Information provided below:

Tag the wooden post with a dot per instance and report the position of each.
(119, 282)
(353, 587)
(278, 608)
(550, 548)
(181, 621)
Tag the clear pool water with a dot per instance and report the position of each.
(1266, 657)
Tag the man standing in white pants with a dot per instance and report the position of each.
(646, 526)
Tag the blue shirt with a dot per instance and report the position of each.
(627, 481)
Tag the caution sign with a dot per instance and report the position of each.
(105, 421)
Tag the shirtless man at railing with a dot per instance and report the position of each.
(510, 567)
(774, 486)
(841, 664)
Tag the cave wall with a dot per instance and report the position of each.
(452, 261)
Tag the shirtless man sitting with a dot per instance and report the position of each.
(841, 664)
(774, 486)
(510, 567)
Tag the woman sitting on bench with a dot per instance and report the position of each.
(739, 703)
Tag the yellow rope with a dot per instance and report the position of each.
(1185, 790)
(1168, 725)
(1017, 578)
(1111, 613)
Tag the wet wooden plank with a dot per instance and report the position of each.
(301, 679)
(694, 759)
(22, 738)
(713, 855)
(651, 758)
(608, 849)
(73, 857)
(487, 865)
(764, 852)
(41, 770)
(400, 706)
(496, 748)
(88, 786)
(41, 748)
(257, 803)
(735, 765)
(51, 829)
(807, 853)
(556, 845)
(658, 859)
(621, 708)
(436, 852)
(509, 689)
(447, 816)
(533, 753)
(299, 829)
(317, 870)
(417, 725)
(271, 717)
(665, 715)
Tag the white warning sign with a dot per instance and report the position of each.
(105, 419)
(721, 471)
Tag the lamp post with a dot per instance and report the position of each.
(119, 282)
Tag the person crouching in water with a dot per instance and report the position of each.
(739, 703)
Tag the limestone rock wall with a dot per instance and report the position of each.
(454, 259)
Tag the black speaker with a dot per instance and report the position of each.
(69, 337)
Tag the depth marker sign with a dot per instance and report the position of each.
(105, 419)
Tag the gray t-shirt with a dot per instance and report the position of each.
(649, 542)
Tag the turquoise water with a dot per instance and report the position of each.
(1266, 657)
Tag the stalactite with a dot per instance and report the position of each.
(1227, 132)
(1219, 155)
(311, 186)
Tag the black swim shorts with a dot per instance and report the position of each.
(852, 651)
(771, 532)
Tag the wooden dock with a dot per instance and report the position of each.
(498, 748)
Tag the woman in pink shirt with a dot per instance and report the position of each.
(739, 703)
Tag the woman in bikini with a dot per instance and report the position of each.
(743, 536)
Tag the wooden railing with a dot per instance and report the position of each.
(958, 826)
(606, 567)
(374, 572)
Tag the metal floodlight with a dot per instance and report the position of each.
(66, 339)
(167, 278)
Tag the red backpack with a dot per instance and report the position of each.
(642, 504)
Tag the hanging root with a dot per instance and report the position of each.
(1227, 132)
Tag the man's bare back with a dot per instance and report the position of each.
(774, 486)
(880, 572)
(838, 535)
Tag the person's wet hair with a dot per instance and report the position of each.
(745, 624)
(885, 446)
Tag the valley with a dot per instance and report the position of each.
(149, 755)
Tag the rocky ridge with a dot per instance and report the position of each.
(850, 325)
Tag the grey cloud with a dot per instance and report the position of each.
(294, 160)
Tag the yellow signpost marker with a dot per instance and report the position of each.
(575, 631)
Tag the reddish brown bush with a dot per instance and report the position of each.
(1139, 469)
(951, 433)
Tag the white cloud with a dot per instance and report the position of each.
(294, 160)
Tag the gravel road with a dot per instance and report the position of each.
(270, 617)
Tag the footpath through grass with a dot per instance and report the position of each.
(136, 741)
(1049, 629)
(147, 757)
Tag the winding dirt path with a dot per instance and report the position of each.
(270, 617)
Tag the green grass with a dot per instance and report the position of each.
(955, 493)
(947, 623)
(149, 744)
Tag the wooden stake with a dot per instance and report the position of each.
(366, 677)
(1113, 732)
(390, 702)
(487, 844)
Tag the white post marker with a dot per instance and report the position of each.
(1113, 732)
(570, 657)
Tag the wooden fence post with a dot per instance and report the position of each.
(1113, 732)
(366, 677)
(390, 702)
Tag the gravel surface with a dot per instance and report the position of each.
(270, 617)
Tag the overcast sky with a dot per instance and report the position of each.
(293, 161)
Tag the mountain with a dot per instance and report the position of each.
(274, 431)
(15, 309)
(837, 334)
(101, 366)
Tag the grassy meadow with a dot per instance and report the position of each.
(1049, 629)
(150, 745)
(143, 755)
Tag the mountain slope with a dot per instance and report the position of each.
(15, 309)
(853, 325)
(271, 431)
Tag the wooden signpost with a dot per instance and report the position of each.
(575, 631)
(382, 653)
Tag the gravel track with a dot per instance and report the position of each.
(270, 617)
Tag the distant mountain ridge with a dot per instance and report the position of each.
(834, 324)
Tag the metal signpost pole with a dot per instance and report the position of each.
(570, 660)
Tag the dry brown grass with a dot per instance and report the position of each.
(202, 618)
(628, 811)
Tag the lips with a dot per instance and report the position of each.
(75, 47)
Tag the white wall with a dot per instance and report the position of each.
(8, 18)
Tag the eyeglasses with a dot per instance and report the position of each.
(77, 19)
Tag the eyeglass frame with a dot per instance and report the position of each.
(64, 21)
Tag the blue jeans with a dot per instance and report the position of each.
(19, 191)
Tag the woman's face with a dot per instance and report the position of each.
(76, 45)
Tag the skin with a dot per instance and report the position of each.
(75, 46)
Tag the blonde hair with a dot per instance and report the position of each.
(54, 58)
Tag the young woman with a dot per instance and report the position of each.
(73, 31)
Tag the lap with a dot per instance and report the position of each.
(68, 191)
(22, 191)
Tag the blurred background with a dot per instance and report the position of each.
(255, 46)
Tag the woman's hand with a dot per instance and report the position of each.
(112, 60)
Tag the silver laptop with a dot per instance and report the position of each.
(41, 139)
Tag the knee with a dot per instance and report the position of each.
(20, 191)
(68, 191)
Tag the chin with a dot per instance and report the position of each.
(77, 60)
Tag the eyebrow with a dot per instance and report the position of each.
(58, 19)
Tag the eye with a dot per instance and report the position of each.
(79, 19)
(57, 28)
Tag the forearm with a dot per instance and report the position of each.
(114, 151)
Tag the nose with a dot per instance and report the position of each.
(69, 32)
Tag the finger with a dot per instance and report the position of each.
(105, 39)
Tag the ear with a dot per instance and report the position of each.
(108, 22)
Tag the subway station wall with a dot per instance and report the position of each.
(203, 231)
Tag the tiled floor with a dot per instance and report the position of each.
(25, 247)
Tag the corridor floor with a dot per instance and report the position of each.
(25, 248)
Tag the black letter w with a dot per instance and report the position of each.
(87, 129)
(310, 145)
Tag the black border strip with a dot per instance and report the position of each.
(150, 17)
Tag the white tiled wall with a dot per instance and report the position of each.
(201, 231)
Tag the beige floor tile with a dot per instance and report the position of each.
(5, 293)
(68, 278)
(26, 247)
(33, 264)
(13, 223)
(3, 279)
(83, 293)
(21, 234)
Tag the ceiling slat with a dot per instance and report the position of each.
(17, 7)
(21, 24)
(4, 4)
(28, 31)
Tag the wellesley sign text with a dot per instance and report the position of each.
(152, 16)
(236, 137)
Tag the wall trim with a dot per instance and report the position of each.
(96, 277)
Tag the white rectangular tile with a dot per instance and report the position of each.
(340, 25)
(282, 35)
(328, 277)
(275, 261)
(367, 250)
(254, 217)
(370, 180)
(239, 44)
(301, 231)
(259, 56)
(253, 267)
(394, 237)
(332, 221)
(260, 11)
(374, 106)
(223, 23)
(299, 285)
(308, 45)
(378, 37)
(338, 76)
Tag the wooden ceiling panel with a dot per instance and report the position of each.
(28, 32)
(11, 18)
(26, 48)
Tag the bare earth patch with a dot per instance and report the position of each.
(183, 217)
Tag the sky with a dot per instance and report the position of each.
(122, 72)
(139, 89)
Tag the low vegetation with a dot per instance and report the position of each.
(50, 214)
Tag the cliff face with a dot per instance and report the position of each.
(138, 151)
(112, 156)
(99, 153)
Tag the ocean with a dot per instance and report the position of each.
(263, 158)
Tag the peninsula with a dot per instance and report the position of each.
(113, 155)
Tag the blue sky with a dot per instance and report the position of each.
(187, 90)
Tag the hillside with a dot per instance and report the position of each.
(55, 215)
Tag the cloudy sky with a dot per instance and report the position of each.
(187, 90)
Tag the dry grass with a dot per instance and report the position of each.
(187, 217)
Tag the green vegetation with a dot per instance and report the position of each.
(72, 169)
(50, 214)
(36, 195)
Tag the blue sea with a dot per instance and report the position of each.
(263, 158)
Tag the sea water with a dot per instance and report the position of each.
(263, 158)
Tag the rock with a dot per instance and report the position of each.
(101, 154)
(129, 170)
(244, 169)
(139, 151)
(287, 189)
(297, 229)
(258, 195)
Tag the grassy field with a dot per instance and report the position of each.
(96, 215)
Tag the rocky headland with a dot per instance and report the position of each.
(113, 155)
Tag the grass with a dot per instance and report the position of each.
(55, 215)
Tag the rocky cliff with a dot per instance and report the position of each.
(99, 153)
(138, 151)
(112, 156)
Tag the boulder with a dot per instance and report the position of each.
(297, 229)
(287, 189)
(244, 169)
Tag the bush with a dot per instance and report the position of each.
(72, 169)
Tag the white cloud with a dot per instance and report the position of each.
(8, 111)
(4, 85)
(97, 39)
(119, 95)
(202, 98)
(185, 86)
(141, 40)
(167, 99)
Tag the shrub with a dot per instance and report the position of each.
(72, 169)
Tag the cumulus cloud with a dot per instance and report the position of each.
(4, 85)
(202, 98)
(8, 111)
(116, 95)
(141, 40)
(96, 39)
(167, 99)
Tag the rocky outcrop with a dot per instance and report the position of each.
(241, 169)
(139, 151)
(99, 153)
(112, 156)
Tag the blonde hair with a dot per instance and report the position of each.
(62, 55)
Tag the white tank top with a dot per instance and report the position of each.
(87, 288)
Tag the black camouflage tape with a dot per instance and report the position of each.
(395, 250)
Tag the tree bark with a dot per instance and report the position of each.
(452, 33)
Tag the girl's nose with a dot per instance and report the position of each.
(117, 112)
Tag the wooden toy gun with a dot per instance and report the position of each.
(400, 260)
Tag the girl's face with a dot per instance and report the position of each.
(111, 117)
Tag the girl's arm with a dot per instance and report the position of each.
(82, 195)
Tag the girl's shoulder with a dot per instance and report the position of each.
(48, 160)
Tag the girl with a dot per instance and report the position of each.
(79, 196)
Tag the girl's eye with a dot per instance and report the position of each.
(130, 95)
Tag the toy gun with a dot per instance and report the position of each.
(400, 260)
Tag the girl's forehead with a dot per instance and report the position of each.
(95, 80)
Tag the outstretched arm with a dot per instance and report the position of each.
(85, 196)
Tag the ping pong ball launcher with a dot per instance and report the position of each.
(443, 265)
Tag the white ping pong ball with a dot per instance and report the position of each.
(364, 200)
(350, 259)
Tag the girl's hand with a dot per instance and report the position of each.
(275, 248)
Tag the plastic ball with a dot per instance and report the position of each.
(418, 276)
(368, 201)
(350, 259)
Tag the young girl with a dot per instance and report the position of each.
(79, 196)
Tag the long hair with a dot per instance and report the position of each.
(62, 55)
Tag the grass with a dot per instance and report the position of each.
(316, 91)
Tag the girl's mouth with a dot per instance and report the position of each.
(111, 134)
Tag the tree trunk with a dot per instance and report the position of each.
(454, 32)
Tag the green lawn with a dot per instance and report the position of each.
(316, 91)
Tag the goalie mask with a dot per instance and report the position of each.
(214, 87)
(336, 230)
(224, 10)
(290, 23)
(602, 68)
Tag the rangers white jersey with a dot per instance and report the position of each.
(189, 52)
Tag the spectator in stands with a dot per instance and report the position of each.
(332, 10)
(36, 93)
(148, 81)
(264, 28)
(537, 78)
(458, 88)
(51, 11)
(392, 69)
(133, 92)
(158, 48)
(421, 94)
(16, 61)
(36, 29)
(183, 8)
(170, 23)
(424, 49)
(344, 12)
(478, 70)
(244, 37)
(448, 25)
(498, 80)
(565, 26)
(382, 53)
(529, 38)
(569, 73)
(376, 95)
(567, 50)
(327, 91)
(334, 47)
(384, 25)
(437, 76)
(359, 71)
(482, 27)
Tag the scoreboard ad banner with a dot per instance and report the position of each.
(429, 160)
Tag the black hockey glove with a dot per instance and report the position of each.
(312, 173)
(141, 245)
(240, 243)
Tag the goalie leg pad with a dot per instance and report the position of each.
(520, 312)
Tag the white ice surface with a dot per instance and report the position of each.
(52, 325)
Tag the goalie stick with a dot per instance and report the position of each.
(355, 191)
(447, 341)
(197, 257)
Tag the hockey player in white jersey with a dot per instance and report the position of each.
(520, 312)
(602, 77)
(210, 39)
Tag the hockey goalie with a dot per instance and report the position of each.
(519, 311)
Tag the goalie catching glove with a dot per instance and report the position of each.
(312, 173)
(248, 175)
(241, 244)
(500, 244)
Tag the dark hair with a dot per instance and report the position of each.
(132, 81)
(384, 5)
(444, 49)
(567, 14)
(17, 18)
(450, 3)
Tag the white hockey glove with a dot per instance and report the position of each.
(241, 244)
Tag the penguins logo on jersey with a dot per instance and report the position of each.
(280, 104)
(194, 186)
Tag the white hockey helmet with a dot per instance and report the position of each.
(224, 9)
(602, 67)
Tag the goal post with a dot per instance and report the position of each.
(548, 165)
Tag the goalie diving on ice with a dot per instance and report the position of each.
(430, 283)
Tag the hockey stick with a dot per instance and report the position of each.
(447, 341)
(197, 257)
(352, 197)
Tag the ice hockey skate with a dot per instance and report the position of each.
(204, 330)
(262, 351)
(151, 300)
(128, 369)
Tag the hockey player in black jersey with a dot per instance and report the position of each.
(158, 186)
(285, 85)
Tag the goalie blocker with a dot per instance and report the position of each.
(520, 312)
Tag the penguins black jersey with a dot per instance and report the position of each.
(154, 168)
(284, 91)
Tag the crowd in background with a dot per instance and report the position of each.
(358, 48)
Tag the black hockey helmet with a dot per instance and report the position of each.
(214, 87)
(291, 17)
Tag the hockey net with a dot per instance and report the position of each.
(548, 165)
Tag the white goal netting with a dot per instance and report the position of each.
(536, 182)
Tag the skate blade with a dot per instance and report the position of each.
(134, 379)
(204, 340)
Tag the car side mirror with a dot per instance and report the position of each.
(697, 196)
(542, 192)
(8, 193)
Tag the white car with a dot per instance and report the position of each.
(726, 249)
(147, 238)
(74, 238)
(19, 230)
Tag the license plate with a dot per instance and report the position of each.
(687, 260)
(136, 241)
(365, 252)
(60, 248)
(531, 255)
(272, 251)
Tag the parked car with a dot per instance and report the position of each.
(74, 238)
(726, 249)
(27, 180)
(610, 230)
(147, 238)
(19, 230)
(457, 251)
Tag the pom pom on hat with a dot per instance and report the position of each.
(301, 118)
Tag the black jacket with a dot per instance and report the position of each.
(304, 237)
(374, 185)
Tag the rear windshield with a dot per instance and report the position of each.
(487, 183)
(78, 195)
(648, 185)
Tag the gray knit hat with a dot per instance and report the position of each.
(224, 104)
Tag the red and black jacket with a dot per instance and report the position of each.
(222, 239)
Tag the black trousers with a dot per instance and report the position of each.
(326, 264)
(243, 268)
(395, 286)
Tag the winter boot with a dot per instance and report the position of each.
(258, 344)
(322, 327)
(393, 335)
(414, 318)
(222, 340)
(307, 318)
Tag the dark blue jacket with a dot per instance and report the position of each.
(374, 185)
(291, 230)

End of Information provided.

Try it. Could you give again exactly the lines from the line containing "Tag the black trousers" through the final line of the data above, and no others?

Task solution.
Tag the black trousers with a dot per instance and report the position of each.
(326, 264)
(243, 268)
(395, 286)
Tag the winter boot with a dot per instance and report the position of each.
(258, 344)
(322, 327)
(393, 335)
(414, 318)
(222, 340)
(307, 318)
Tag the dark blue jacket with a dot per instance and report the position of each.
(374, 185)
(291, 230)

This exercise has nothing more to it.